§ DATA EXCERPTS:
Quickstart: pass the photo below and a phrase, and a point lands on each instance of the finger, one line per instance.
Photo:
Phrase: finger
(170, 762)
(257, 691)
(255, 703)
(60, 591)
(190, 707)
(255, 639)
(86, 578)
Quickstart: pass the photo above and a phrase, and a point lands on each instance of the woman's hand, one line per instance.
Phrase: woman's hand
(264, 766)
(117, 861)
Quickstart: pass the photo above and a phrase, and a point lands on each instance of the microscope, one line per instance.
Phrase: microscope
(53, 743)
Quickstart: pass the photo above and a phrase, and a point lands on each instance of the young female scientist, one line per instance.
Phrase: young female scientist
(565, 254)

§ INSTRUCTIONS TO FOLLOW: Return the whole listing, word for word.

§ RESPONSE AREA:
Quickstart: pass the photo below and a phrase, and a point lands on each instance of the finger, one line per instance.
Photo:
Phrase: finger
(170, 762)
(257, 691)
(255, 703)
(60, 591)
(190, 707)
(255, 639)
(86, 578)
Quickstart: pass the photo above and a phrase, and a point lands on each instance of the woman's hand, one line per instance.
Phrase: woman's hand
(264, 766)
(117, 861)
Quickstart: pass the photo above and a phrase, and a point lands on each instance of the microscope, one line per instance.
Phrase: microscope
(53, 743)
Quickstart: pass the photo above and a phrase, and a point lands on each instance of the young female scientist, one line per instance.
Phrase: young female scientist
(565, 254)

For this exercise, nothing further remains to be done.